Document text Start Marker
With asthma sufferers identified as at-risk during the Covid-19 crisis, research on how lung cells respond when they meet an asthmatic trigger is especially important, writes Hazel Dunbar, Department of Biology

Ireland currently has the fourth highest prevalence of asthma in the world, which costs the Irish state €472 million per annum. Despite this, severe asthma is commonly over-looked as a life-threatening disease, even though it is the cause of approximately 61 deaths in Ireland every year. According to the HSE and the Asthma Society of Ireland, people with asthma have been classed in the at-risk group for COVID-19, meaning that it is highly important that they manage their respiratory condition during this time. 

Asthma is the most common chronic condition in Ireland, where it affects one in 13 people. It's classified as a medical condition which affects the airways, often compromising the natural inhalation and exhalation of air and can develop at any point in life (although it usually arises in childhood). Common symptoms often involve chronic wheezing, chest tightening, coughing and a shortness of breath. The onset of asthma may be triggered by dust, pollution, cigarette smoke or even an atmospheric change in weather. Some families may also have a genetic predisposition for this condition, meaning they will be at an increased risk when they encounter such triggers.
Document text End Marker
Raw data Start Marker
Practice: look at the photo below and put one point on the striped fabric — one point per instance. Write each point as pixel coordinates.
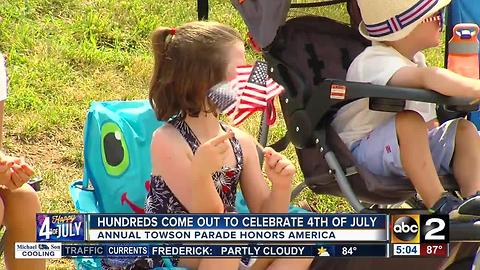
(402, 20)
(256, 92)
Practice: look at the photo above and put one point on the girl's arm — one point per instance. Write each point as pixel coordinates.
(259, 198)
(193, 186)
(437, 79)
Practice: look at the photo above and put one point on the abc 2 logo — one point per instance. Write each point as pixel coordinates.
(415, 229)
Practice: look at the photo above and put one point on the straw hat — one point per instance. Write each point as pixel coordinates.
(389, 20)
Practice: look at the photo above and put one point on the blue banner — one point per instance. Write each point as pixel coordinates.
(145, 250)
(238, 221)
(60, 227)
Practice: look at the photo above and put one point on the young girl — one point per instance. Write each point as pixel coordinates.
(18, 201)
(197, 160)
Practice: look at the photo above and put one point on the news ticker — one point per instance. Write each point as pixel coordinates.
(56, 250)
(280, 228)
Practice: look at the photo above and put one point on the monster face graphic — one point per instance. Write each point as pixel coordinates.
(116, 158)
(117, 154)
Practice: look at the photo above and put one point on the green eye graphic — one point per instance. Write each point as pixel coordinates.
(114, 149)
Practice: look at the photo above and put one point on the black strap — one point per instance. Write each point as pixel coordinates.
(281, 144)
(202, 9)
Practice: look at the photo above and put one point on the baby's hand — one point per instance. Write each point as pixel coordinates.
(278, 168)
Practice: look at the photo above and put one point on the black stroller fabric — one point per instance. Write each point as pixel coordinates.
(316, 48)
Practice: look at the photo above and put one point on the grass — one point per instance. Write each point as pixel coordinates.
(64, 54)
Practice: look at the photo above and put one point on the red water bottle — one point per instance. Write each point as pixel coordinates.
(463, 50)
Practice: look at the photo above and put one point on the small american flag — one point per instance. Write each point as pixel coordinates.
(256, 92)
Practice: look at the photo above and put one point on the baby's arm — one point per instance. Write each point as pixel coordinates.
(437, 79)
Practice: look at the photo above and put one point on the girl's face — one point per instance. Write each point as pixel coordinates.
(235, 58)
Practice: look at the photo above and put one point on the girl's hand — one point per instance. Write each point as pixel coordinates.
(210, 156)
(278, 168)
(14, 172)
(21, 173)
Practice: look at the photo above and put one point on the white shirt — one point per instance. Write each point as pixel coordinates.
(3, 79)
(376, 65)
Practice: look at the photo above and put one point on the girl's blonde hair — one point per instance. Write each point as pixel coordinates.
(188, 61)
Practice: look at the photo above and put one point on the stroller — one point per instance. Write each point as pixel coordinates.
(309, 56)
Raw data End Marker
Raw data Start Marker
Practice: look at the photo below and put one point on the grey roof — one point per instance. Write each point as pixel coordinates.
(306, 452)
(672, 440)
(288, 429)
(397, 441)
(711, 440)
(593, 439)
Raw data End Marker
_What the task asks:_ Copy out the full asthma article from above, word for word.

_Result of the exercise:_
With asthma sufferers identified as at-risk during the Covid-19 crisis, research on how lung cells respond when they meet an asthmatic trigger is especially important, writes Hazel Dunbar, Department of Biology

Ireland currently has the fourth highest prevalence of asthma in the world, which costs the Irish state €472 million per annum. Despite this, severe asthma is commonly over-looked as a life-threatening disease, even though it is the cause of approximately 61 deaths in Ireland every year. According to the HSE and the Asthma Society of Ireland, people with asthma have been classed in the at-risk group for COVID-19, meaning that it is highly important that they manage their respiratory condition during this time. 

Asthma is the most common chronic condition in Ireland, where it affects one in 13 people. It's classified as a medical condition which affects the airways, often compromising the natural inhalation and exhalation of air and can develop at any point in life (although it usually arises in childhood). Common symptoms often involve chronic wheezing, chest tightening, coughing and a shortness of breath. The onset of asthma may be triggered by dust, pollution, cigarette smoke or even an atmospheric change in weather. Some families may also have a genetic predisposition for this condition, meaning they will be at an increased risk when they encounter such triggers.